EXCERTO SELECIONADO:
A arte holandesa com as vistas topográficas sofre uma transformação. Os meios gráficos dão origem à pintura. A ‘vista de Delft’ que anteriormente descrevemos (figura 2) é um desses exemplos. Mas o interesse pela cidade já vem de trás com Civitates Orbis Terrarum,  de Braun e Hogenberg, que tinham como propósito proporcionar o prazer da viagem aos que ficavam em casa. Mapas e globos são ferramentas capazes de delinear uma função de orientação.
  Esta obra, publicada em 1572 e 1617, teve o objectivo de completar o atlas de Abrahan Ortelius, com o nome The Atrum Orbis Terrarum[10]. Em Civitates Orbis Terrarum, um conjunto de colaboradores coordenados Georg Braun[11] participaram com informações várias que permitiu a diversos desenhadores construírem ilustrações de vários locais como p.ex. da localidade de Cascais, em Portugal (figura 5).
     
Fig. 5 – Representação de Cascais in Civitates Orbis Terrarum

Dizia-se que era uma viagem sem interesse em negócios ou ganhos, mas puramente a bem do conhecimento. Por isso tanta atenção para com trajes, flora, fauna e inscrições que se colocavam junto das ilustrações da vistas
O interesse[12] pela cidade era acrescido do facto particular de um interesse pela cidade natal e por isso tantas cidades representadas por artistas oriundos das mesmas e livros patrocinados pelas cidades com várias ilustrações. Criou-se uma tradição na execução de estampas topográficas e houve uma transição do meio gráfico para a pintura, com alguns artistas setentrionais a serem chamados a ilustrarem mapas.
Nessa Holanda da época, a história, que era factual, dá lugar a uma história descritiva com superfícies com muita informação. A  pintura holandesa tem um fascínio pela descrição tal como acontece com os mapas.

TAREFA PROPOSTA:
Segundo o excerto sobre a arte holandesa, que propósito tinham Braun e Hogenberg com Civitates Orbis Terrarum? Responda numa frase, por favor.

LINHAS DE DADOS:
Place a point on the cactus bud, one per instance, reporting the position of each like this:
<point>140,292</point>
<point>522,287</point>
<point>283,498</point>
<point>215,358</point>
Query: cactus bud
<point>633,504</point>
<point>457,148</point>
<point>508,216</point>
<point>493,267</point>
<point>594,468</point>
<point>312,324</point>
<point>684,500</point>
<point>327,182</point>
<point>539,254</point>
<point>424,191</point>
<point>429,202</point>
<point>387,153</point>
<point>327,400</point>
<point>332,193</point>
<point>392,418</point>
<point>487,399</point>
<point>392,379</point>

RESULTADO DA TAREFA:
Tinham como propósito proporcionar o prazer da viagem aos que ficavam em casa.